■ Objective 1 ■
Return, verbatim, the part of the records that opens with the line containing "query (the noun phrase to segment): <item>green" and continues through the end of the records.

■ Document extract ■
Mapping the occurrence probability of geothermal manifestations at a national scale using MaxEnt
Abstract
The geotectonic environment of Central America provides the region with a high potential for harnessing geothermal energy, however, the use of this energy source continues to be scarce due to a variety of factors, including limited access to exploration-oriented resources. It is therefore a priority to generate information that facilitates the preliminary stages of geothermal projects in order to achieve a greater contribution of available renewable sources to the energy matrix. In this study, the MaxEnt model was employed to predict locations with geothermal potential in Honduras. The model incorporated the coordinates of 177 surface manifestations and utilized various predictors, including the distribution of volcanoes, geological formations, faults, aquifers, and surface temperature. These predictors were disaggregated into 23 environmental variables. A map with an adequate prediction precision (Area Under the Receiver Operating Characteristic Curve = 0.868) was generated, showing that except for the eastern central region of Honduras, the country has a significant prevalence of surface with high and very high probability of occurrence of geothermal manifestations. Among the variables analyzed, the occurrence of geothermal manifestations can be primarily attributed to the proximity to volcanoes in the region.
Geothermal energy is heat that by conduction mechanisms through rocks and convective processes of water can be found in the subsoil and exploited through direct use or by transforming it into other forms of energy. The use of this renewable resource for power generation at a commercial level began in Italy at the early 20th century [1], [2], however, only approximately 15% of the estimated worldwide potential for geothermal power generation, which ranges between 70 to 80 GW, is currently being utilized [3].
Geothermal energy represented only 0.51% of renewable energy globally in 2021. Although the contribution is low, the worldwide generation of geothermal energy increased 13.9% from 2019 to 2021 [4].
In Latin America, México has the largest installed capacity in geothermal energy, producing 951 MW, which contributes 1.14% of its energy matrix. Chile has incorporated this resource into the electricity generation network with 45 MW, which represents 0.17% of its installed capacity [5]. Central America, located in the ring of fire, with interaction between the Cocos plate subducting into the Caribbean plate, and the Caribbean and North American plates moving against each other in a strike-slip fault system; possesses a geotectonic setting that provides it with a significant potential for the utilization of geothermal resources, with depths ranging from 500 m to 3000 m capable of reaching temperatures of 200 °C to 300 °C [6]. El Salvador, Costa Rica, Nicaragua, and Guatemala are on the top 14 countries with the highest contribution of geothermal energy to their energy matrix; however, it is only possible to produce around 12% of their estimated potential [7]. Honduras had not utilized this resource for electricity generation until 2017, when a plant was established contributing 39 MW to the national grid. This capacity represents 1.3% of its total installed electricity generation capacity [5].

■ Dataset entries ■
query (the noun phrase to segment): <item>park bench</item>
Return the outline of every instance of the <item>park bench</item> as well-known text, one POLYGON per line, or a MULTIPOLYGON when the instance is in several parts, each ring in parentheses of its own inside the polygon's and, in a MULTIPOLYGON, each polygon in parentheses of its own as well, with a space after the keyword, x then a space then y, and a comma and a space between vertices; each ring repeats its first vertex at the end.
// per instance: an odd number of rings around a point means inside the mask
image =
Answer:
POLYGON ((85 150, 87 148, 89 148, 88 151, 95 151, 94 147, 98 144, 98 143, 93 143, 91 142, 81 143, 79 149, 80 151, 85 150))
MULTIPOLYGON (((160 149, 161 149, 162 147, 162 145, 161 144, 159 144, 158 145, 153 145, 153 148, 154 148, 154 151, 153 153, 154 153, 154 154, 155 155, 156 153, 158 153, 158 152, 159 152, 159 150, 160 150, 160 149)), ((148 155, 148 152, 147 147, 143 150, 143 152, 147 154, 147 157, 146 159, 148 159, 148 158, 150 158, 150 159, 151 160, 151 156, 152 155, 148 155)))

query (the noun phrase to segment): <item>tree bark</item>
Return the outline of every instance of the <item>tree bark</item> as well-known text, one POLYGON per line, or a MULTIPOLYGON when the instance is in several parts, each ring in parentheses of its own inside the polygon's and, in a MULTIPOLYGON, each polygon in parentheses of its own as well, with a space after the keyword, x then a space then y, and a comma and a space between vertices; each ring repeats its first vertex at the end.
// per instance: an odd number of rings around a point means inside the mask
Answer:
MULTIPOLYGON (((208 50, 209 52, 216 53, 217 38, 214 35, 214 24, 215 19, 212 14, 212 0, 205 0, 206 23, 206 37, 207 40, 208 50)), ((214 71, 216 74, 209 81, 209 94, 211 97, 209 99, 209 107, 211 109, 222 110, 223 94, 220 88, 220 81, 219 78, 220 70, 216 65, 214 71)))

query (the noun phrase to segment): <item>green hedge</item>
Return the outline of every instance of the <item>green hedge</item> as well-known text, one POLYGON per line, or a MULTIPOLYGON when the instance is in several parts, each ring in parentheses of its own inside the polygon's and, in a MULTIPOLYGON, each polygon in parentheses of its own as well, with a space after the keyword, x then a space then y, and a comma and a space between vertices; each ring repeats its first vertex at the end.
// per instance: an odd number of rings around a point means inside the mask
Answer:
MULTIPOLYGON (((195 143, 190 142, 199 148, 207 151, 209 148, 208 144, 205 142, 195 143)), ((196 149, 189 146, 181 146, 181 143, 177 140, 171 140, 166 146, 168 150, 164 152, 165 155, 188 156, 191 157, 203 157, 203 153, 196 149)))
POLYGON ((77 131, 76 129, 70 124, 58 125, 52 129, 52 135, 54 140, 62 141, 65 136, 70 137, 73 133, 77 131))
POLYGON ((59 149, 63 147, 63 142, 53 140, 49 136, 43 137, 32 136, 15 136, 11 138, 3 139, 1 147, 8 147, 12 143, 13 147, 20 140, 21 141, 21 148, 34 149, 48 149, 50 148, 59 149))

■ Objective 2 ■
Retype the part of the geothermal mapping text that opens with the words containing "Geothermal energy is" and closes with "to 2021 [4].", with no changes.

■ Exercise solution 1 ■
query (the noun phrase to segment): <item>green hedge</item>
Return the outline of every instance of the <item>green hedge</item> as well-known text, one POLYGON per line, or a MULTIPOLYGON when the instance is in several parts, each ring in parentheses of its own inside the polygon's and, in a MULTIPOLYGON, each polygon in parentheses of its own as well, with a space after the keyword, x then a space then y, and a comma and a space between vertices; each ring repeats its first vertex at the end.
// per instance: an odd number of rings around a point means inside the mask
Answer:
MULTIPOLYGON (((195 143, 190 142, 199 148, 207 151, 209 148, 208 144, 205 142, 195 143)), ((196 149, 189 146, 181 146, 181 143, 177 140, 171 140, 166 146, 168 150, 164 152, 165 155, 188 156, 191 157, 203 157, 203 153, 196 149)))
POLYGON ((77 131, 76 129, 70 124, 58 125, 52 129, 52 135, 54 140, 62 141, 65 136, 70 137, 73 133, 77 131))
POLYGON ((59 149, 63 147, 63 142, 53 140, 49 136, 43 137, 32 136, 15 136, 11 138, 3 139, 1 147, 8 147, 12 143, 13 147, 20 140, 21 141, 21 148, 34 149, 48 149, 50 148, 59 149))

■ Exercise solution 2 ■
Geothermal energy is heat that by conduction mechanisms through rocks and convective processes of water can be found in the subsoil and exploited through direct use or by transforming it into other forms of energy. The use of this renewable resource for power generation at a commercial level began in Italy at the early 20th century [1], [2], however, only approximately 15% of the estimated worldwide potential for geothermal power generation, which ranges between 70 to 80 GW, is currently being utilized [3].
Geothermal energy represented only 0.51% of renewable energy globally in 2021. Although the contribution is low, the worldwide generation of geothermal energy increased 13.9% from 2019 to 2021 [4].